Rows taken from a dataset
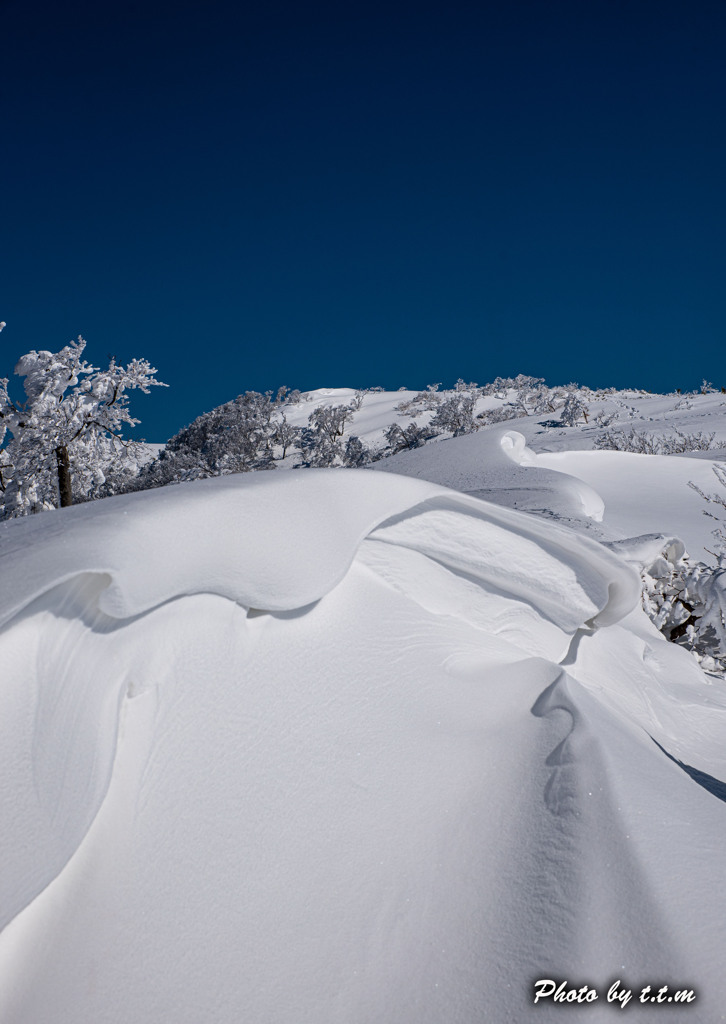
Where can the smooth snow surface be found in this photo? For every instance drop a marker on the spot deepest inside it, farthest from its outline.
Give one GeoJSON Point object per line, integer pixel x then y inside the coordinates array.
{"type": "Point", "coordinates": [335, 745]}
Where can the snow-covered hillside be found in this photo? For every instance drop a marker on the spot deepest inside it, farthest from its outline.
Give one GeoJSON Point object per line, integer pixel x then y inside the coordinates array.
{"type": "Point", "coordinates": [385, 744]}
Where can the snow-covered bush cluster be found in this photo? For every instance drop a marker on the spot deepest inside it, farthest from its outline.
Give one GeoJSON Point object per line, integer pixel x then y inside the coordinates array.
{"type": "Point", "coordinates": [63, 443]}
{"type": "Point", "coordinates": [686, 601]}
{"type": "Point", "coordinates": [644, 443]}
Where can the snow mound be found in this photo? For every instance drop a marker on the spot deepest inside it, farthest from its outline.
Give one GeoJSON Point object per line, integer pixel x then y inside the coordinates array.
{"type": "Point", "coordinates": [334, 745]}
{"type": "Point", "coordinates": [497, 466]}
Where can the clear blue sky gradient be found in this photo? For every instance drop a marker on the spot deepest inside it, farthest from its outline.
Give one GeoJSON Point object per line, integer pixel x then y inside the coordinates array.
{"type": "Point", "coordinates": [252, 195]}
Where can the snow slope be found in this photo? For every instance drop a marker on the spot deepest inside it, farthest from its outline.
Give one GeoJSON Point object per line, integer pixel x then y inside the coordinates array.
{"type": "Point", "coordinates": [342, 745]}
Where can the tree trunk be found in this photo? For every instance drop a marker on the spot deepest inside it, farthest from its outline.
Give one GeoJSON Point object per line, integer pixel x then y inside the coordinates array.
{"type": "Point", "coordinates": [63, 476]}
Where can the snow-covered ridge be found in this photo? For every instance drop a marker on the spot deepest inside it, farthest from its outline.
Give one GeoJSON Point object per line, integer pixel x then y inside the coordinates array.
{"type": "Point", "coordinates": [158, 545]}
{"type": "Point", "coordinates": [350, 745]}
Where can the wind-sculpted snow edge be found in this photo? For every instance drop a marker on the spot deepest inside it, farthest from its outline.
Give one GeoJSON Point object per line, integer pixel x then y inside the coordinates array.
{"type": "Point", "coordinates": [269, 542]}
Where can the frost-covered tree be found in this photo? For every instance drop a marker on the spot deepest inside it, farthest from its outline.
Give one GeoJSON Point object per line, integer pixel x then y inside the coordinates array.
{"type": "Point", "coordinates": [65, 442]}
{"type": "Point", "coordinates": [330, 421]}
{"type": "Point", "coordinates": [356, 454]}
{"type": "Point", "coordinates": [456, 415]}
{"type": "Point", "coordinates": [411, 436]}
{"type": "Point", "coordinates": [573, 410]}
{"type": "Point", "coordinates": [236, 437]}
{"type": "Point", "coordinates": [718, 500]}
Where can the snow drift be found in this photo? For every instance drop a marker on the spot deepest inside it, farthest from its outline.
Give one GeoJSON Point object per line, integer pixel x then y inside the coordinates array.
{"type": "Point", "coordinates": [336, 745]}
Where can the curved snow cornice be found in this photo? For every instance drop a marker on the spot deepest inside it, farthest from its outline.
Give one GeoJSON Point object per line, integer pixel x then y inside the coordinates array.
{"type": "Point", "coordinates": [278, 542]}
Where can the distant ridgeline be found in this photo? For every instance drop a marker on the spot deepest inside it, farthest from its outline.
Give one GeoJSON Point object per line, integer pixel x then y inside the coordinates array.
{"type": "Point", "coordinates": [62, 445]}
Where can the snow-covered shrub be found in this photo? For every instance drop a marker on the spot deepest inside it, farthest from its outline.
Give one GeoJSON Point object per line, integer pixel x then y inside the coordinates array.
{"type": "Point", "coordinates": [574, 409]}
{"type": "Point", "coordinates": [456, 415]}
{"type": "Point", "coordinates": [501, 415]}
{"type": "Point", "coordinates": [412, 436]}
{"type": "Point", "coordinates": [356, 454]}
{"type": "Point", "coordinates": [236, 437]}
{"type": "Point", "coordinates": [644, 443]}
{"type": "Point", "coordinates": [686, 601]}
{"type": "Point", "coordinates": [66, 438]}
{"type": "Point", "coordinates": [421, 402]}
{"type": "Point", "coordinates": [720, 501]}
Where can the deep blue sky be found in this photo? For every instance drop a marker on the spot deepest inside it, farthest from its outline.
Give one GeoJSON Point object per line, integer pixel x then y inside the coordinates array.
{"type": "Point", "coordinates": [356, 194]}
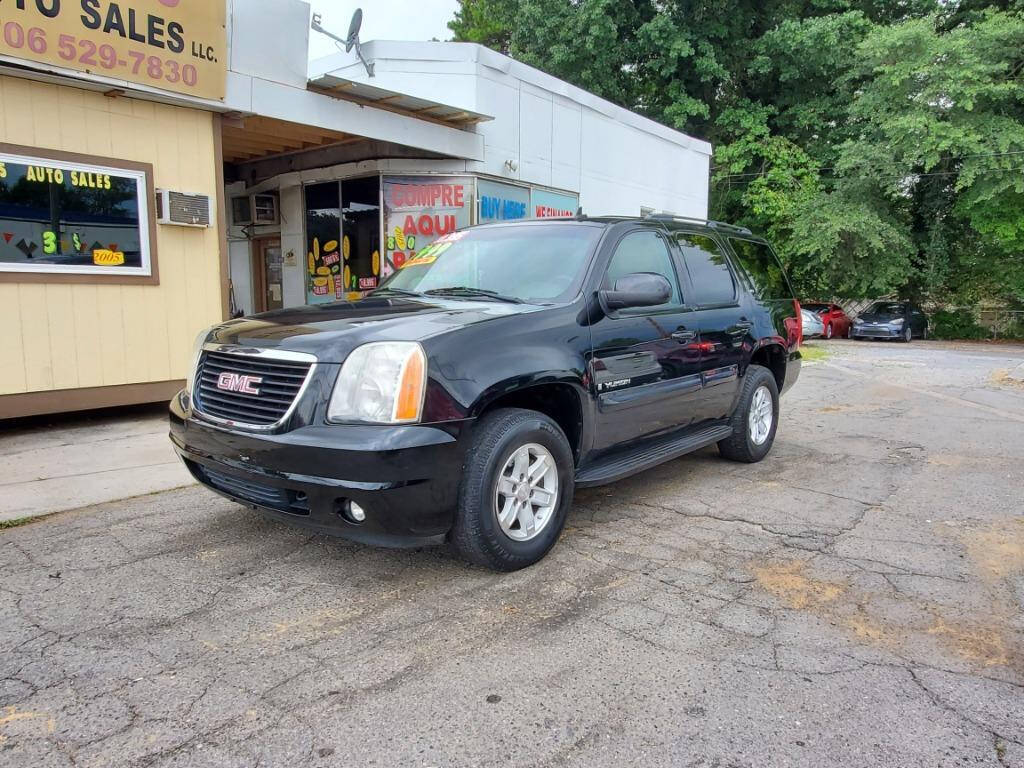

WHAT YOU HAVE TO DO
Pull out each line of the listing above that contains the string "blue", and copy those lines in full.

SOLUTION TO THE PROBLEM
Where can the clear blue sky gradient be found in this photo? For every instance drop a marker on the spot deepest inside it, farthest from its outline.
Where can the deep blue sky be found in this photo? For every instance drop a marker on the spot deepest inside it, farthest from its outline.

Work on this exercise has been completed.